*** GIVEN PASSAGE

Chicken cholera is a highly contagious and lethal disease that occurred in epidemics in poultry yards. It is caused by the Pasteurella multocida zoonotic bacterium. It is the most common pasteurellosis of poultry. The symptoms range from acute septicaemia to chronic and localised infections - the lesions are predominantly related to vascular injuries. The morbidity and mortality may be up to 100%.

At the time of its discovery, the “germ theory” - developed in the 1800s - stated that many diseases are caused by the presence and action of specific micro-organisms. So naturally scientists were more inclined to the idea that a microbe was the cause of this debilitating disease.

The illness was one of the first infectious diseases to be recognised by Pasteur who describes the microbe as “ tiny bodies, extremely slender and constricted in the middle, which would at first sight be taken for isolated dots.”

Pasteur knew about the work done by Edward Jenner regarding smallpox and reasoned that if a vaccine could be found for smallpox, then a vaccine could be found for all diseases. Pasteur did not know how Jenner’s vaccination worked so he had to proceed searching for a chicken cholera vaccine using a process of trial and error.

******
*** MATERIAL PROVIDED

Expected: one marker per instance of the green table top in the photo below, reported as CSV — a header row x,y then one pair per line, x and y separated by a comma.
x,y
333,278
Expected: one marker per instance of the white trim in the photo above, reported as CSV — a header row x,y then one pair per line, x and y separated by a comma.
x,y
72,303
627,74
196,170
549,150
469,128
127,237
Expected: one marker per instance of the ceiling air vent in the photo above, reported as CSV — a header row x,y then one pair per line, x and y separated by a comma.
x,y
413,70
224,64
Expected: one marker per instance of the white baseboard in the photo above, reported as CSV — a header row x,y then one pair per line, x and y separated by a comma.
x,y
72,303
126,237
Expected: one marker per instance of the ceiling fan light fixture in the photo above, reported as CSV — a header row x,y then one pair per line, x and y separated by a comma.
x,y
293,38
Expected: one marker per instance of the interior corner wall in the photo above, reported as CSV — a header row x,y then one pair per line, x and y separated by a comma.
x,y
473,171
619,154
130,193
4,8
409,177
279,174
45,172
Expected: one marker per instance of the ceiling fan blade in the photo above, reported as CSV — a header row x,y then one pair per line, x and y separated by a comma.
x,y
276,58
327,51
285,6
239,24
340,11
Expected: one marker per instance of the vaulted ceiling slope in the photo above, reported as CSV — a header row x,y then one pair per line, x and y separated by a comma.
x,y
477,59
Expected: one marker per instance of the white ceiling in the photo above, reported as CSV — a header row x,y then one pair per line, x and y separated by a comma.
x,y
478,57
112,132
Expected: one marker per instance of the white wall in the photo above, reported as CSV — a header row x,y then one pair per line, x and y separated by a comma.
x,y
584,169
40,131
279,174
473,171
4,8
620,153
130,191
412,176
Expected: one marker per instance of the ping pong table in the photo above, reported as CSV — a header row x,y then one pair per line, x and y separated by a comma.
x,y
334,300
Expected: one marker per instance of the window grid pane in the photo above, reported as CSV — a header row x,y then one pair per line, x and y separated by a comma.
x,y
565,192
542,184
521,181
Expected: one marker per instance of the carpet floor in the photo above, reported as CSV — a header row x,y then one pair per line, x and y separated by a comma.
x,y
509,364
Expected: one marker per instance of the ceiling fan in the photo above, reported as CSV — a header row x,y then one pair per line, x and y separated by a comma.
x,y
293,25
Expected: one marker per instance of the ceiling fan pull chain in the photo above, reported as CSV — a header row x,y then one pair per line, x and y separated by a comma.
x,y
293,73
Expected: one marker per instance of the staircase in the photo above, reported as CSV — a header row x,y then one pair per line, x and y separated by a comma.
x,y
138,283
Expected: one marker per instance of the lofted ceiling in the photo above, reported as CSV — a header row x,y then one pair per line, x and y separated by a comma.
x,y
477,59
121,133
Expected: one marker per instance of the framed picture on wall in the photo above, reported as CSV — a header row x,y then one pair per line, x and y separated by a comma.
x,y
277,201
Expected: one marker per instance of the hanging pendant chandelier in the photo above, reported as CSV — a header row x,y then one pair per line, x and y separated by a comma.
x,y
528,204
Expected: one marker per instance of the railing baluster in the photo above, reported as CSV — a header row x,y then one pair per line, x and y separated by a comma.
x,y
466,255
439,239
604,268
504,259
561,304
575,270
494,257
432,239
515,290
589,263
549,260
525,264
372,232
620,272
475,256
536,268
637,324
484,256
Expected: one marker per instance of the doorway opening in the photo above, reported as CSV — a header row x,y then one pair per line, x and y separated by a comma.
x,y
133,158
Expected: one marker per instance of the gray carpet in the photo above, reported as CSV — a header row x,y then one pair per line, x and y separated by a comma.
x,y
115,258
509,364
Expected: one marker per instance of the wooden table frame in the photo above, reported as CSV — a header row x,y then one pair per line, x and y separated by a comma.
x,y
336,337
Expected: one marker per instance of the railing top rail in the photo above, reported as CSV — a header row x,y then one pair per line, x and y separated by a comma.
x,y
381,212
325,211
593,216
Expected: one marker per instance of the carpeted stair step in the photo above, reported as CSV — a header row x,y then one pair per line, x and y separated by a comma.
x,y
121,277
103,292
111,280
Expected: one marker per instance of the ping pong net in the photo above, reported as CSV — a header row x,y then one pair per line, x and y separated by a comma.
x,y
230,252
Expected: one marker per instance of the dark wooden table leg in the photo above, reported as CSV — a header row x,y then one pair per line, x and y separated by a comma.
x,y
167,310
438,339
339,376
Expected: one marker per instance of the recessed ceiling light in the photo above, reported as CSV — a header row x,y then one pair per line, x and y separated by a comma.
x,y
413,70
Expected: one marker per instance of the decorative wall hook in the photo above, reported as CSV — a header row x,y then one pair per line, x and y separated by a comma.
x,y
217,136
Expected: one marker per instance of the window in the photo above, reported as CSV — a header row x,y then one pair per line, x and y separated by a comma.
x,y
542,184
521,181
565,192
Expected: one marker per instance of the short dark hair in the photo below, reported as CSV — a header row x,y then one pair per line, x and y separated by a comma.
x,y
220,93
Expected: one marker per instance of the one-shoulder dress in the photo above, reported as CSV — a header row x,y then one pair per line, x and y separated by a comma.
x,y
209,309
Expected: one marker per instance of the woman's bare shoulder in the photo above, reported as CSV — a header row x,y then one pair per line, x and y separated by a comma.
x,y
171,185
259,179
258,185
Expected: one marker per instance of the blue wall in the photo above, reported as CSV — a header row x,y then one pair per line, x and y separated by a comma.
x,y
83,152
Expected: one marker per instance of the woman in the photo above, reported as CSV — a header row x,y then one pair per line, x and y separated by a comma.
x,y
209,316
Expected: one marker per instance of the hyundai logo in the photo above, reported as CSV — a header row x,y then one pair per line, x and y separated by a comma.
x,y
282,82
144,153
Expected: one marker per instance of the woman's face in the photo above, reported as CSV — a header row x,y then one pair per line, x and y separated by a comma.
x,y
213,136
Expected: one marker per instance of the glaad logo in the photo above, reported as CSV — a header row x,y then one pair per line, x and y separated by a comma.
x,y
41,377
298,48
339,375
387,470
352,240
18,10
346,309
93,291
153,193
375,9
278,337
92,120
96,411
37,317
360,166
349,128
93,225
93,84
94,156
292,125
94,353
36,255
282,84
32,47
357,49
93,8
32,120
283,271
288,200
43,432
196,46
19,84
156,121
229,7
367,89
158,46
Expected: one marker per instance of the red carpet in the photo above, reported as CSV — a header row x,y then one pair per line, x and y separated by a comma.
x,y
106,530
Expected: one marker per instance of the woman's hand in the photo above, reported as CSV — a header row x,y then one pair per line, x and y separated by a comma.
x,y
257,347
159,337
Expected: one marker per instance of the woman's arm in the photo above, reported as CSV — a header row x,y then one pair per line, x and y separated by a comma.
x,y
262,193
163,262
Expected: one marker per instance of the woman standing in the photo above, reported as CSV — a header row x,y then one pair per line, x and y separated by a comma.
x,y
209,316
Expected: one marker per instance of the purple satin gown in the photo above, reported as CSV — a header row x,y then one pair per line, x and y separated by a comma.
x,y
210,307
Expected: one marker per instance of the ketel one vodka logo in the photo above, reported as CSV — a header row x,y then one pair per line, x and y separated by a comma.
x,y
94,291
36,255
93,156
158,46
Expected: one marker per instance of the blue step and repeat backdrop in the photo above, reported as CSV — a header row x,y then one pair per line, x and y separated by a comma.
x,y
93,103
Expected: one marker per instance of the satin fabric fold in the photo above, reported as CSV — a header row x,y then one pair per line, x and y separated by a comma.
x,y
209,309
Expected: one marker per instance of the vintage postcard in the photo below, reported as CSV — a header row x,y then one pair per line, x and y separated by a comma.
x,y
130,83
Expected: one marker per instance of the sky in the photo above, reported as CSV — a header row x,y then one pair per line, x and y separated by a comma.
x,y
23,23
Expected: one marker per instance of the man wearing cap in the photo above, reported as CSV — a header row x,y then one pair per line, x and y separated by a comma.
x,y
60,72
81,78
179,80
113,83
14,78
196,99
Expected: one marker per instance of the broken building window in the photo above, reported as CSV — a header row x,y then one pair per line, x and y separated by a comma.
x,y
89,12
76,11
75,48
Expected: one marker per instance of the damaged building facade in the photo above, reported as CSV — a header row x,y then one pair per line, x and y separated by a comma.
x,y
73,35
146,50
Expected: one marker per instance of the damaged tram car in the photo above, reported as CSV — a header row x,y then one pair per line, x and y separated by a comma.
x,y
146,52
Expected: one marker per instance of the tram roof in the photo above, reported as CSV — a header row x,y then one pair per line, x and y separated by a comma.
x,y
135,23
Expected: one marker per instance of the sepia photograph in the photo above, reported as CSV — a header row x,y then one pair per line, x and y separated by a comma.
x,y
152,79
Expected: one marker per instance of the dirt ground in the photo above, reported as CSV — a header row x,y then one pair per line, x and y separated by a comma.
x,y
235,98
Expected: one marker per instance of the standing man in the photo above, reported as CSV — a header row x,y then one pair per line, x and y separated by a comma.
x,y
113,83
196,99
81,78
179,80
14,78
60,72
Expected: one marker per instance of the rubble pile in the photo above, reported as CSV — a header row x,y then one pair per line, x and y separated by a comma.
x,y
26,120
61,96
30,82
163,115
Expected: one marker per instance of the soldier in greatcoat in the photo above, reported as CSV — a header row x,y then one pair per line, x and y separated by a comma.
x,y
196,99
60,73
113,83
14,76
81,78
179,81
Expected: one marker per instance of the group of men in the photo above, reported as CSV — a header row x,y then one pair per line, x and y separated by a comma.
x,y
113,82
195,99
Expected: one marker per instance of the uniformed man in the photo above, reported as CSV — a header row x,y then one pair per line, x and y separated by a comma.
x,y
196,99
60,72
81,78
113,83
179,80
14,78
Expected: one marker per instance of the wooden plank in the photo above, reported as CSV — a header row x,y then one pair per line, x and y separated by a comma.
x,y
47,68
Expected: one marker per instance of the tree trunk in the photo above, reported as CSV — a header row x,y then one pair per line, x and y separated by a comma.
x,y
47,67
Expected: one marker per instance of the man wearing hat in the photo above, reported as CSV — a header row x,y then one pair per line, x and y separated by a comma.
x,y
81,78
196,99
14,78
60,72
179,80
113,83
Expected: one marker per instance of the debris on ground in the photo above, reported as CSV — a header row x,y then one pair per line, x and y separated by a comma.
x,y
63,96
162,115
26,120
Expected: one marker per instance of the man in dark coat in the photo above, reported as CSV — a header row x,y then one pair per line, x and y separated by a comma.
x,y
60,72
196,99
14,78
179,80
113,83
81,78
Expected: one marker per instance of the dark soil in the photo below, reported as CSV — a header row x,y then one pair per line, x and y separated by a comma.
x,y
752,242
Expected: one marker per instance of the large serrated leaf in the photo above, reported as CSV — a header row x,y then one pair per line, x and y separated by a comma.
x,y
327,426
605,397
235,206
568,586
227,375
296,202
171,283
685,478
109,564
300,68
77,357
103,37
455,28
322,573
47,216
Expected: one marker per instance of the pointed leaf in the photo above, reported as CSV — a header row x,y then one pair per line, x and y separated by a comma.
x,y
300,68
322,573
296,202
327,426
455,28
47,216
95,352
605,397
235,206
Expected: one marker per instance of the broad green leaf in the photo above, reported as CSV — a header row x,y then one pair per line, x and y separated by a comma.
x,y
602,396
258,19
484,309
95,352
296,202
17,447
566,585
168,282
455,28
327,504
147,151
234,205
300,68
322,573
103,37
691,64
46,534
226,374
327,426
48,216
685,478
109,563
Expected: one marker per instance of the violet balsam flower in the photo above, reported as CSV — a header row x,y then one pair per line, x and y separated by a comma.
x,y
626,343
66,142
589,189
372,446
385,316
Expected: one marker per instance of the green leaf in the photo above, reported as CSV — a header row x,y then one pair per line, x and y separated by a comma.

******

TASKS
- A) Using the chicken cholera passage, answer each question:
(i) What bacterium causes chicken cholera?
(ii) According to the germ theory, what causes many diseases?
(iii) Whose work on smallpox did Pasteur know about?
- B) Reproduce the part of the chicken cholera passage starting with "Chicken cholera is" and going on through "this debilitating disease.".

ANSWERS FOR THE EXERCISE
- A)
(i) The Pasteurella multocida zoonotic bacterium.
(ii) The presence and action of specific micro-organisms.
(iii) Edward Jenner's.

- B)
Chicken cholera is a highly contagious and lethal disease that occurred in epidemics in poultry yards. It is caused by the Pasteurella multocida zoonotic bacterium. It is the most common pasteurellosis of poultry. The symptoms range from acute septicaemia to chronic and localised infections - the lesions are predominantly related to vascular injuries. The morbidity and mortality may be up to 100%.

At the time of its discovery, the “germ theory” - developed in the 1800s - stated that many diseases are caused by the presence and action of specific micro-organisms. So naturally scientists were more inclined to the idea that a microbe was the cause of this debilitating disease.